▼

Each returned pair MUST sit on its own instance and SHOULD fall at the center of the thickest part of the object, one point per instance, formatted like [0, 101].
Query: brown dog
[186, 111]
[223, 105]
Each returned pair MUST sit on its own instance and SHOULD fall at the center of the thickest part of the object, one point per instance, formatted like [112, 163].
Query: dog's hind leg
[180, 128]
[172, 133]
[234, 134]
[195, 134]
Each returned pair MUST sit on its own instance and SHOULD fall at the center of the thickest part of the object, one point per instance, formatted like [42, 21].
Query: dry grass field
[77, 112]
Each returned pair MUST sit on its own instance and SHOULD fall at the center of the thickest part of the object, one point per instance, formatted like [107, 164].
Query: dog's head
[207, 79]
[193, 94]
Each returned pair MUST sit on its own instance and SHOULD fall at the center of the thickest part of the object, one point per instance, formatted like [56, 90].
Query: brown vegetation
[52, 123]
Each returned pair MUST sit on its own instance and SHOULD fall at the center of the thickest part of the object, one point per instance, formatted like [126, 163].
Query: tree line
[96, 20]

▲
▼

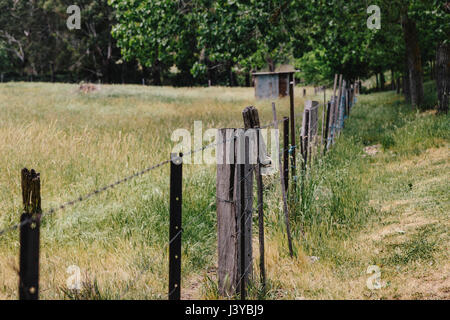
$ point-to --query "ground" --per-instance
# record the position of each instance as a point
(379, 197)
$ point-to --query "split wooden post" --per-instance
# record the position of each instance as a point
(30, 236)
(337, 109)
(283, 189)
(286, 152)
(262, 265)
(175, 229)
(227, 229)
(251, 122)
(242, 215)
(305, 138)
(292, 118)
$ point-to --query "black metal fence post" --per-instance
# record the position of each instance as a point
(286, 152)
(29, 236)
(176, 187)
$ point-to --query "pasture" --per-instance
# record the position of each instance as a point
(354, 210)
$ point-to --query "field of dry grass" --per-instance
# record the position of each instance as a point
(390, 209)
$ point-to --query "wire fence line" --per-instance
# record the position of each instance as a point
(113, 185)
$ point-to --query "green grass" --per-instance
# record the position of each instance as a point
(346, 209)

▲
▼

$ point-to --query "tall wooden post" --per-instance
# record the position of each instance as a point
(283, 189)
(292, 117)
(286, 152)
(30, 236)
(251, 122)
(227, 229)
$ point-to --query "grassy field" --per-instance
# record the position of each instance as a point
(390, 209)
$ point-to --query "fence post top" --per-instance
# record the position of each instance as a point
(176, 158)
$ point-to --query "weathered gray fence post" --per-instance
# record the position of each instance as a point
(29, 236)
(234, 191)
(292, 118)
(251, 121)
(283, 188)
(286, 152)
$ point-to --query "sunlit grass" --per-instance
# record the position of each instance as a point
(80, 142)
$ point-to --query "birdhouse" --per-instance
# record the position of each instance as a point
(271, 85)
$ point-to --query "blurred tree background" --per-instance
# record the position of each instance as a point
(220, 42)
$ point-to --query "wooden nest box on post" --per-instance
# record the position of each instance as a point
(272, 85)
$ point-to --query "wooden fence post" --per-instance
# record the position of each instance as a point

▲

Note each line of the entries that has "wooden" in it, and copy those lines.

$ point-to --query "split wooden post" --per-instance
$ point-to --query "tall wooden post" --per-instance
$ point-to --query "wooden nest box on post" --per-instance
$ point-to --query "wooden fence post" --per-instance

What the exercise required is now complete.